- Required action:
Exactly the lines from the one with "negative clicks: (455, 460)" through the end of the records below are to be output, the first and last included, and no others.

- Records for this task:
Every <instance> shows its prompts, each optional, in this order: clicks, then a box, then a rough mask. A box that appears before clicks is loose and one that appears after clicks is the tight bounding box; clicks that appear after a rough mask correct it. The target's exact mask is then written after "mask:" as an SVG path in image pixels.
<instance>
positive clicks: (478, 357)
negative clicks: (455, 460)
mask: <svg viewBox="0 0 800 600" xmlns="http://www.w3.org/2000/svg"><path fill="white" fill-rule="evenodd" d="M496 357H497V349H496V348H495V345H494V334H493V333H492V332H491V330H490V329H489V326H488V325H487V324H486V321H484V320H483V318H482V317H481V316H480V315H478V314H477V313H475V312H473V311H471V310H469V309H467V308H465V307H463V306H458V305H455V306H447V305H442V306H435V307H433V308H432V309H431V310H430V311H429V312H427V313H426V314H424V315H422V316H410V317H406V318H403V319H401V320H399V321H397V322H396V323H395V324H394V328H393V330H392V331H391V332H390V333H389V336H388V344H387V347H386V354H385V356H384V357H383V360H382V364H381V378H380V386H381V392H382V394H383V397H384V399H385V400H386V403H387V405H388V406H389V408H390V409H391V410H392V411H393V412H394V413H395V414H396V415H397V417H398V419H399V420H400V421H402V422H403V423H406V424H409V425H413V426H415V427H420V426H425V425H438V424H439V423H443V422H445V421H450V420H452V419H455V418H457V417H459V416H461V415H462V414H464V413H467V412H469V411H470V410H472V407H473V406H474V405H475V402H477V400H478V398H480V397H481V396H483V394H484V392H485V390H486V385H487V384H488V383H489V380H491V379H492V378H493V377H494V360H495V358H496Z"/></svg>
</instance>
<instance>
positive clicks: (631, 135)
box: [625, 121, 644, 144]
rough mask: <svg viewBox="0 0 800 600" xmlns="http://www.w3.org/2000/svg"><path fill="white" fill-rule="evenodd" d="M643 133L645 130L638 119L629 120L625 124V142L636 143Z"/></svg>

- Response to this task:
negative clicks: (455, 460)
mask: <svg viewBox="0 0 800 600" xmlns="http://www.w3.org/2000/svg"><path fill="white" fill-rule="evenodd" d="M496 357H497V349H496V348H495V345H494V334H493V333H492V332H491V330H490V329H489V326H488V325H487V324H486V321H484V320H483V318H482V317H481V316H480V315H478V314H477V313H475V312H473V311H471V310H469V309H467V308H465V307H463V306H458V305H455V306H447V305H442V306H435V307H433V308H432V309H431V310H430V311H429V312H427V313H426V314H424V315H422V316H410V317H406V318H403V319H401V320H399V321H397V322H396V323H395V324H394V328H393V330H392V331H391V332H390V333H389V336H388V344H387V347H386V354H385V356H384V357H383V360H382V364H381V378H380V386H381V392H382V394H383V397H384V399H385V400H386V403H387V405H388V406H389V408H390V409H391V410H392V411H393V412H394V413H395V414H396V415H397V417H398V419H399V420H400V421H402V422H403V423H406V424H409V425H413V426H415V427H420V426H425V425H438V424H439V423H443V422H445V421H450V420H452V419H455V418H457V417H459V416H461V415H462V414H464V413H467V412H469V411H470V410H472V407H473V406H474V405H475V402H477V400H478V398H480V397H481V396H483V394H484V392H485V390H486V385H487V384H488V383H489V380H491V379H492V378H493V377H494V360H495V358H496Z"/></svg>
</instance>
<instance>
positive clicks: (631, 135)
box: [625, 121, 644, 144]
rough mask: <svg viewBox="0 0 800 600" xmlns="http://www.w3.org/2000/svg"><path fill="white" fill-rule="evenodd" d="M643 133L645 130L638 119L629 120L625 124V142L636 143Z"/></svg>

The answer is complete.